__STATED TASK__:
Copy the listing below line for line, without changing a single character.

━━━━━━━━━━━━━━━━

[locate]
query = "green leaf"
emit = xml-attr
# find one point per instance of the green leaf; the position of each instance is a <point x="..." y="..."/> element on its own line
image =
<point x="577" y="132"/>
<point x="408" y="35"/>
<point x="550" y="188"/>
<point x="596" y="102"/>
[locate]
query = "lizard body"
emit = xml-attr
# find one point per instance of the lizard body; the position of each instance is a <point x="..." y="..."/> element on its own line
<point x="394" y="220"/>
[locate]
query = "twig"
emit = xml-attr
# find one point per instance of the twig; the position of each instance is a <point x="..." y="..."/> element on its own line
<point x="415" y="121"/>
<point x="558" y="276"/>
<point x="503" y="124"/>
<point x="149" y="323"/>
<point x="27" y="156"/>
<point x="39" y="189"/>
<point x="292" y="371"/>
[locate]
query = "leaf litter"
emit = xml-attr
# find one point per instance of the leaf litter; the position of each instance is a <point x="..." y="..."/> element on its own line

━━━━━━━━━━━━━━━━

__TASK RESULT__:
[locate]
query = "green leaf"
emit = xml-attr
# find one point per instance of the green leaf; the position of each instance is a <point x="..." y="..."/> element on its own line
image =
<point x="577" y="132"/>
<point x="408" y="35"/>
<point x="550" y="188"/>
<point x="596" y="102"/>
[locate]
query = "lizard body"
emit = xml-attr
# find one point per instance of the lizard body; the position of each instance is a <point x="..." y="..."/> element on its own line
<point x="394" y="220"/>
[locate]
query = "twig"
emit = xml-attr
# find one point per instance of the twig; the position of each instance is a <point x="..." y="..."/> element on its own line
<point x="415" y="121"/>
<point x="558" y="276"/>
<point x="503" y="124"/>
<point x="149" y="323"/>
<point x="27" y="156"/>
<point x="39" y="189"/>
<point x="292" y="371"/>
[locate]
query = "leaf litter"
emit = xml-attr
# find one point per instance of the leaf litter; the position of each instance is a <point x="..." y="..."/> element on its own line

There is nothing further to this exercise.